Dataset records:
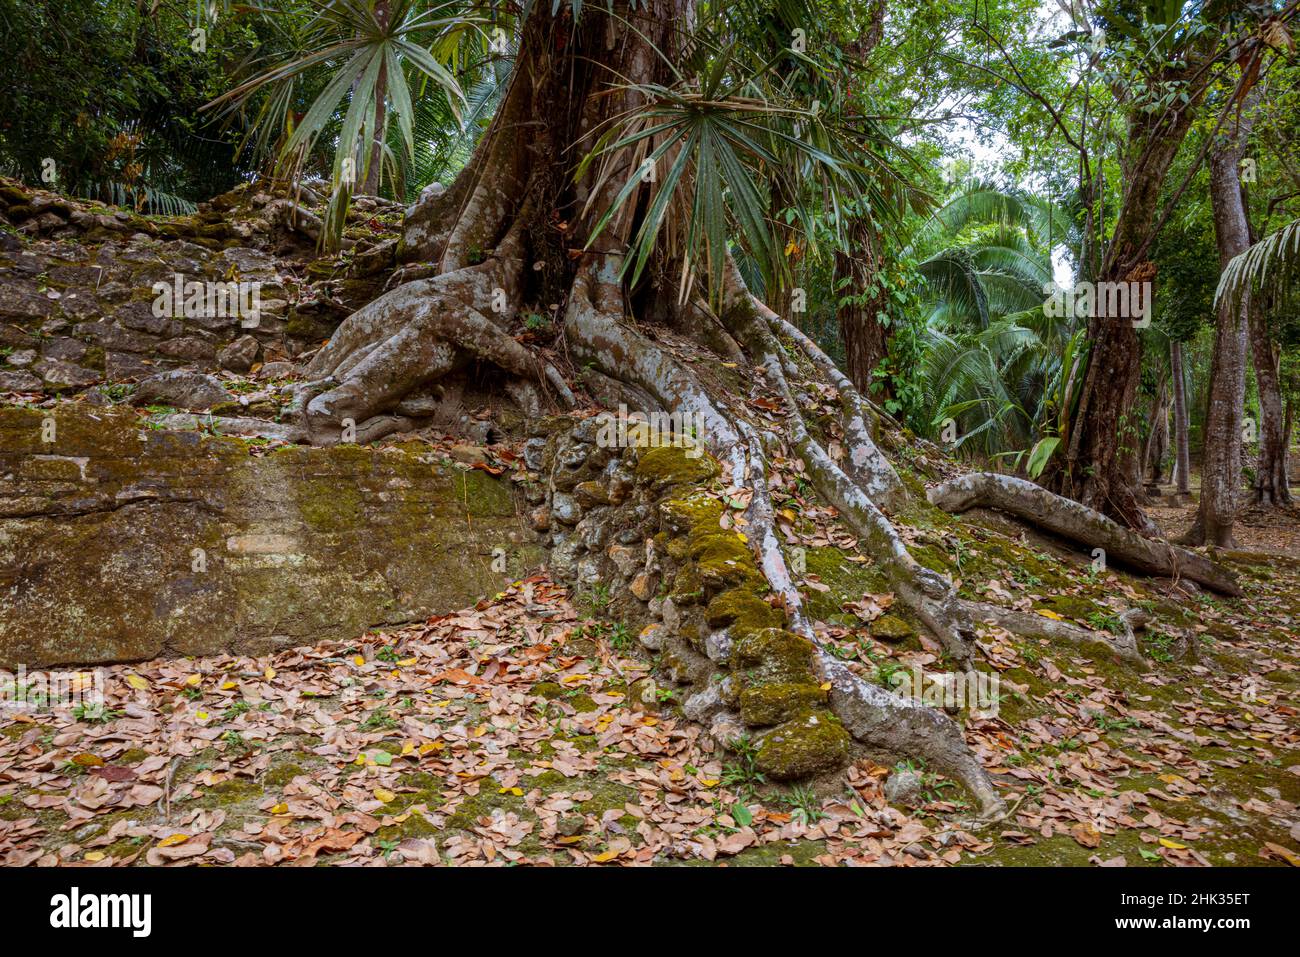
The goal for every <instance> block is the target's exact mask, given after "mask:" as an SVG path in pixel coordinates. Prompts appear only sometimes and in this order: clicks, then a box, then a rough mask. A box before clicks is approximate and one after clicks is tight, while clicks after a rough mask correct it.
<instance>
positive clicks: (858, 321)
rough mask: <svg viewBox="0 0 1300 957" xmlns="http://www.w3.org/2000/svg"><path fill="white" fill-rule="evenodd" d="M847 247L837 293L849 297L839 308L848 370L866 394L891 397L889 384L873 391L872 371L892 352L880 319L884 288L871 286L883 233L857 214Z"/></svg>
mask: <svg viewBox="0 0 1300 957" xmlns="http://www.w3.org/2000/svg"><path fill="white" fill-rule="evenodd" d="M848 234H849V242H848V250H846V251H845V250H837V251H836V254H835V282H833V283H832V289H833V290H836V293H835V295H836V296H840V298H846V299H849V302H846V303H844V304H842V306H840V307H839V308H837V309H836V319H837V320H839V325H840V341H841V342H842V343H844V356H845V372H846V373H848V374H849V381H850V382H853V385H854V387H855V389H857V390H858V391H859V393H862V394H863V395H872V397H874V398H875V399H876V400H881V399H888V398H892V395H891V391H889V389H888V386H885V387H884V389H880V390H876V391H875V393H872V391H871V378H872V377H871V373H872V372H875V371H876V368H878V367H879V365H880V360H881V359H884V358H885V356H887V355H888V354H889V338H891V330H889V328H888V326H887V325H884V324H883V322H881V321H880V313H881V312H883V307H884V303H883V291H881V290H880V289H878V290H876V293H875V294H872V293H871V291H870V290H871V287H872V285H874V283H875V281H876V273H878V272H879V269H880V252H879V248H880V237H879V235H878V234H876V231H875V229H874V228H872V225H871V222H870V221H867V220H866V218H865V217H861V216H859V217H854V218H853V221H852V222H850V224H849V229H848Z"/></svg>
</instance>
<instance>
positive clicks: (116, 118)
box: [0, 0, 256, 213]
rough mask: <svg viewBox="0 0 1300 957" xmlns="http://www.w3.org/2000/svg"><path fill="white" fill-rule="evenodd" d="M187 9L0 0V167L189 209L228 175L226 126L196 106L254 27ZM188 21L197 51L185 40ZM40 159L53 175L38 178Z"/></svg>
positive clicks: (192, 45)
mask: <svg viewBox="0 0 1300 957" xmlns="http://www.w3.org/2000/svg"><path fill="white" fill-rule="evenodd" d="M194 16H195V10H194V7H192V5H185V4H168V5H160V4H156V3H153V4H143V3H135V1H134V0H61V3H59V4H44V3H35V4H34V3H26V1H23V0H0V88H4V91H5V94H4V96H5V103H4V118H3V121H0V172H5V173H9V174H13V176H17V177H19V178H22V179H25V181H27V182H30V183H42V185H47V186H52V187H55V189H59V190H61V191H64V192H66V194H69V195H77V196H86V198H90V199H98V200H100V202H104V203H117V204H125V205H134V207H136V208H139V209H142V211H143V212H149V213H178V212H186V211H191V209H192V208H194V203H195V202H196V200H201V199H208V198H209V196H212V195H214V194H217V192H222V191H225V190H227V189H230V187H231V186H234V185H235V183H237V182H239V181H240V179H242V178H243V173H244V170H243V169H242V168H240V165H239V164H238V163H237V160H235V146H237V135H235V134H237V131H226V133H222V131H221V130H218V129H217V127H216V126H214V125H213V124H212V122H211V120H209V117H205V116H203V114H201V112H200V105H201V104H203V103H204V101H207V100H209V99H211V98H212V96H214V95H217V94H218V92H221V90H222V88H224V86H225V74H224V69H222V64H224V62H229V61H231V60H235V59H238V57H239V56H242V55H243V53H244V52H247V51H248V49H250V48H251V47H252V46H253V44H255V42H256V33H255V31H253V30H251V29H250V27H248V26H247V25H246V23H244V22H242V21H237V20H234V18H230V17H220V18H218V20H217V21H216V22H208V21H195V20H194ZM200 22H201V23H203V26H204V29H207V31H208V33H207V42H205V47H207V49H205V51H201V52H200V51H196V49H194V46H195V42H194V39H192V36H191V31H192V30H194V29H195V26H198V25H199V23H200ZM47 160H51V161H53V168H52V169H53V172H55V174H56V179H55V181H53V182H49V181H48V179H43V178H42V173H43V172H44V170H47V169H49V166H48V164H47V163H45V161H47Z"/></svg>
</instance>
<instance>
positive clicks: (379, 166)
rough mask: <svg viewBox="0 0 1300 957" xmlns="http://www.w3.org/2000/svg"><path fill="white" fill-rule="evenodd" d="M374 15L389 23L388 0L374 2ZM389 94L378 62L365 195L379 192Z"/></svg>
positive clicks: (382, 74)
mask: <svg viewBox="0 0 1300 957" xmlns="http://www.w3.org/2000/svg"><path fill="white" fill-rule="evenodd" d="M374 17H376V20H378V21H380V25H381V26H383V27H387V25H389V0H377V3H376V4H374ZM387 96H389V65H387V62H383V64H380V75H378V78H377V79H376V82H374V139H373V142H372V144H370V161H369V164H368V166H367V173H365V183H364V185H363V186H361V192H363V194H364V195H367V196H377V195H378V192H380V168H381V165H382V161H383V121H385V112H386V108H387Z"/></svg>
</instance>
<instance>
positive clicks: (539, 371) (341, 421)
mask: <svg viewBox="0 0 1300 957" xmlns="http://www.w3.org/2000/svg"><path fill="white" fill-rule="evenodd" d="M503 246H506V247H507V251H511V250H510V248H508V244H507V243H503ZM519 269H520V265H519V261H517V259H513V260H512V259H510V257H506V256H497V257H494V259H491V260H489V261H486V263H484V264H480V265H474V267H467V268H464V269H458V270H455V272H451V273H443V274H441V276H435V277H433V278H428V280H416V281H415V282H408V283H406V285H402V286H398V287H396V289H394V290H390V291H389V293H385V294H383V295H381V296H380V298H378V299H376V300H374V302H372V303H369V304H368V306H365V307H364V308H361V309H359V311H357V312H355V313H352V315H351V316H350V317H348V319H347V320H346V321H344V322H343V325H341V326H339V328H338V330H337V332H335V334H334V337H333V338H331V339H330V342H329V345H328V346H325V347H324V348H322V350H321V351H320V352H317V354H316V356H315V358H313V359H312V361H311V363H309V365H308V367H307V374H308V376H309V377H311V380H312V381H311V382H308V384H307V385H305V386H303V390H304V394H305V393H308V391H309V393H316V394H315V397H313V398H309V400H307V402H305V408H304V410H303V423H304V426H305V430H307V436H308V438H309V439H311V441H312V442H313V443H316V445H329V443H331V442H337V441H339V438H341V436H342V434H343V432H344V428H346V424H347V421H348V420H351V423H352V424H354V426H355V432H356V436H357V437H360V436H363V434H364V436H368V437H369V439H372V441H373V438H377V437H380V436H382V434H386V433H387V432H393V430H395V429H398V428H402V425H403V419H402V417H400V416H396V417H394V416H385V415H383V413H385V412H387V411H390V410H393V407H394V406H396V404H398V403H399V402H400V400H402V399H403V398H406V397H407V395H408V394H409V393H412V391H413V390H417V389H420V387H422V386H428V385H429V384H432V382H434V381H437V380H438V378H441V377H442V376H446V374H447V373H450V372H452V371H454V369H456V368H459V367H460V365H461V364H463V363H464V361H465V360H467V359H469V358H476V359H481V360H485V361H490V363H493V364H494V365H497V367H499V368H502V369H504V371H506V372H510V373H513V374H515V376H517V377H520V378H523V380H533V381H536V382H538V384H539V385H542V386H543V387H547V389H551V390H554V391H555V394H556V395H558V397H559V400H560V402H562V403H563V404H564V406H565V407H572V406H573V402H575V399H573V394H572V393H571V391H569V389H568V386H567V385H565V382H564V377H563V376H562V374H560V373H559V371H556V369H555V368H554V367H552V365H551V364H550V363H546V361H543V360H541V359H539V358H538V356H537V354H536V352H533V351H532V350H529V348H528V347H525V346H523V345H520V343H519V342H516V341H515V339H513V338H512V337H511V335H510V334H508V333H507V332H506V330H504V329H503V328H502V326H500V325H498V324H497V321H494V320H493V319H489V315H500V316H503V317H504V319H510V317H511V316H512V315H513V309H515V308H517V304H516V306H512V300H513V299H516V298H517V296H515V298H512V296H510V295H507V294H506V290H507V289H515V287H517V281H519ZM494 306H498V307H499V309H498V312H493V307H494ZM480 307H481V308H482V309H485V311H486V313H487V315H485V312H481V311H480Z"/></svg>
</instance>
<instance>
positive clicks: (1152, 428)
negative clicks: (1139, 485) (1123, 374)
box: [1143, 373, 1169, 490]
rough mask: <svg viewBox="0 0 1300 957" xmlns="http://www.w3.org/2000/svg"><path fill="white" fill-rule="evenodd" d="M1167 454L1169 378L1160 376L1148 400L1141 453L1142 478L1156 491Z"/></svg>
mask: <svg viewBox="0 0 1300 957" xmlns="http://www.w3.org/2000/svg"><path fill="white" fill-rule="evenodd" d="M1167 454H1169V378H1167V373H1164V374H1161V377H1160V387H1158V389H1157V390H1156V395H1153V397H1152V400H1151V417H1149V419H1148V429H1147V447H1145V450H1144V451H1143V479H1144V480H1145V481H1147V482H1148V484H1149V485H1152V486H1156V489H1157V490H1158V486H1160V484H1161V482H1162V481H1164V479H1165V456H1166V455H1167Z"/></svg>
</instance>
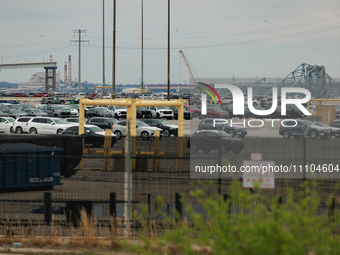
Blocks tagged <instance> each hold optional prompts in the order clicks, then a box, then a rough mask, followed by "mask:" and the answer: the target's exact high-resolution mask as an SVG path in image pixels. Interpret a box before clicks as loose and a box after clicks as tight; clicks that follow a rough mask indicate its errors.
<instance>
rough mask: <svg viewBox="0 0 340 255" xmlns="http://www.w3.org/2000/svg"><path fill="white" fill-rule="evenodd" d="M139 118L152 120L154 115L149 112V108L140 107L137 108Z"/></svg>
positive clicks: (137, 111) (138, 117)
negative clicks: (148, 109)
mask: <svg viewBox="0 0 340 255" xmlns="http://www.w3.org/2000/svg"><path fill="white" fill-rule="evenodd" d="M137 118H142V119H144V118H152V113H151V111H150V110H148V107H145V106H143V107H140V108H137Z"/></svg>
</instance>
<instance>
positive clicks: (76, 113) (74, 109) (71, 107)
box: [63, 105, 79, 117]
mask: <svg viewBox="0 0 340 255" xmlns="http://www.w3.org/2000/svg"><path fill="white" fill-rule="evenodd" d="M63 108H64V109H65V110H68V111H70V112H71V116H72V117H78V116H79V112H78V110H77V109H74V108H72V107H69V106H67V105H63Z"/></svg>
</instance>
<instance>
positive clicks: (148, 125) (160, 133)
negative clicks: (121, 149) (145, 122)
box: [112, 120, 163, 140]
mask: <svg viewBox="0 0 340 255" xmlns="http://www.w3.org/2000/svg"><path fill="white" fill-rule="evenodd" d="M156 130H159V132H160V134H161V135H162V131H163V130H162V129H160V128H156V127H150V126H149V125H148V124H146V123H144V122H142V121H136V136H137V137H138V136H140V137H142V139H143V140H149V139H150V137H154V136H155V132H156ZM112 132H113V133H114V134H115V135H116V136H117V139H121V138H122V137H125V136H126V120H122V121H119V122H117V123H116V124H114V125H113V126H112Z"/></svg>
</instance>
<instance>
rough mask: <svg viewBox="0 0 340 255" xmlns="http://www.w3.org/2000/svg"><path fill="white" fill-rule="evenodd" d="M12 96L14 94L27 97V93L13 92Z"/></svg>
mask: <svg viewBox="0 0 340 255" xmlns="http://www.w3.org/2000/svg"><path fill="white" fill-rule="evenodd" d="M13 96H15V97H28V95H27V93H25V92H14V93H13Z"/></svg>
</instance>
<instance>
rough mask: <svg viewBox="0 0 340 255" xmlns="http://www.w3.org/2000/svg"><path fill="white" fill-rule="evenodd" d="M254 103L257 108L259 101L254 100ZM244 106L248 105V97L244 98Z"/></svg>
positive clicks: (252, 100)
mask: <svg viewBox="0 0 340 255" xmlns="http://www.w3.org/2000/svg"><path fill="white" fill-rule="evenodd" d="M252 102H253V106H257V105H258V103H257V99H255V98H253V99H252ZM244 105H248V97H245V98H244Z"/></svg>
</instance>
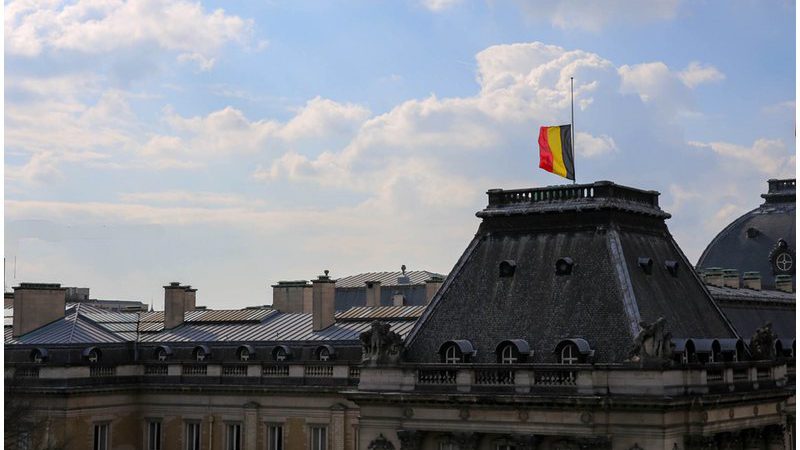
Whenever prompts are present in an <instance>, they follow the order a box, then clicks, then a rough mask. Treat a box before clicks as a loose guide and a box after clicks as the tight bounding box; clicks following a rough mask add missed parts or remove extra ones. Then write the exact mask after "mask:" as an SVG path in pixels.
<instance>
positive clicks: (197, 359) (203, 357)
mask: <svg viewBox="0 0 800 450" xmlns="http://www.w3.org/2000/svg"><path fill="white" fill-rule="evenodd" d="M208 354H209V352H208V350H207V349H206V348H204V347H196V348H195V349H194V359H195V361H197V362H203V361H205V360H206V359H208Z"/></svg>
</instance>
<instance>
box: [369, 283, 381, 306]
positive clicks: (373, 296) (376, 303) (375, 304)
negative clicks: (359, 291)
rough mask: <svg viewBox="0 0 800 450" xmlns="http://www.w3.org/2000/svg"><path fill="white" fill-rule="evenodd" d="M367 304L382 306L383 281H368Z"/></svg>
mask: <svg viewBox="0 0 800 450" xmlns="http://www.w3.org/2000/svg"><path fill="white" fill-rule="evenodd" d="M366 284H367V306H381V282H380V281H367V282H366Z"/></svg>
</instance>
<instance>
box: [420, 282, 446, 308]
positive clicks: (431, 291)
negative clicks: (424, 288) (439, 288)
mask: <svg viewBox="0 0 800 450" xmlns="http://www.w3.org/2000/svg"><path fill="white" fill-rule="evenodd" d="M442 283H444V280H443V279H442V277H440V276H438V275H431V277H430V278H428V279H427V280H425V304H426V305H427V304H428V303H430V302H431V300H433V296H434V295H436V292H437V291H439V288H440V287H442Z"/></svg>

Description of the task:
How many lines of the records above contain the string "tight" with matching case? Reply with the number alone.

Problem solution:
3